- **Text extract**

** Start **

Femto Ammeter


This project, a femto ammeter from 1985, (A Femto Amp is pretty miniscule = 10e-15A), shows how an innovative thermoelectric cooling/heating element (TEC) is used to stabilize the measurement accuracy of the circuit.
The major problem with these type of circuits is that the incredibly small currents to be measured are usually swamped by external noise.

So the design has to be extremely clever so that even the internal currents in the system do not wipe out the measurement results!

Another problem is that traditional designs would use huge time constants (of several hours) to average out the noise. This design avoids all that in a very clever way.

Executive Summary of the Femto Ammeter

A femtoammeter is disclosed which resists noise induced reversed bias of the ammeter amplifier and avoids long time constant recovery with unusually high measurement accuracy. The amplifier ammeter has a feedback loop which is provided with paired opposingly faced log diodes in parallel across the feedback circuit.

Transients of negative or positive bias are accommodated without biasing the amplifier to a reverse polarity and having unacceptably long time constant recovery. Conventional temperature compensation, not possible with the parallel reversed diode configuration, is supplied by heat sinking the ammeter components, providing a log diode temperature sensor for the heat sinked components and controlling the heat sink operating temperature with a thermoelectric cooler.

The temperature sensing log diodes output to a computer lookup table. The same temperature sensing log diode outputs to a bridge circuit operating the thermoelectric cooler. The thermoelectric cooler is polarized to heat or cool the heat sink to thermally adjust the ammeter to an optimum operating temperature.

Automated bootstrap calibration is disclosed with reed switching for prevention of stray currents. Accuracy includes heretofore unattainable results.

Background of the Femto Ammeter

1. Field of the Design

This design relates to ammeters and particularly to a femtoammeter for measuring currents in the range of 10-15 amperes.

Femtoammeters measure incredibly small currents. Unfortunately, the small currents measured are oftentimes smaller than the noise transients which can be anticipated within the ammeter. Conventional ammeter circuitry can easily give erroneous readings.

** End **

- **Source material**

** Start **

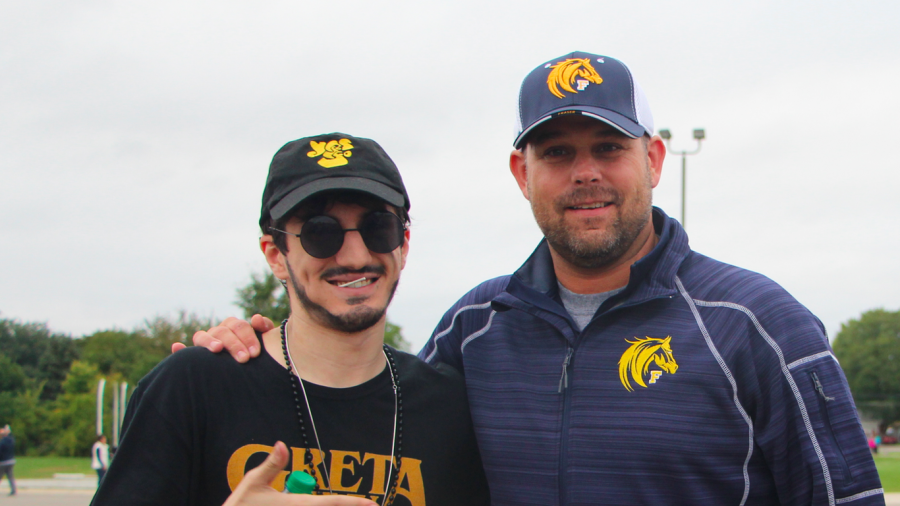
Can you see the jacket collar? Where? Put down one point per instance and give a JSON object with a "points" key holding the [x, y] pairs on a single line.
{"points": [[651, 277]]}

** End **

- **Directive**
From the femto ammeter text, copy word for word the passage running from "This project, a" up to and including "the measurement results!".

- **Task output**
This project, a femto ammeter from 1985, (A Femto Amp is pretty miniscule = 10e-15A), shows how an innovative thermoelectric cooling/heating element (TEC) is used to stabilize the measurement accuracy of the circuit.
The major problem with these type of circuits is that the incredibly small currents to be measured are usually swamped by external noise.

So the design has to be extremely clever so that even the internal currents in the system do not wipe out the measurement results!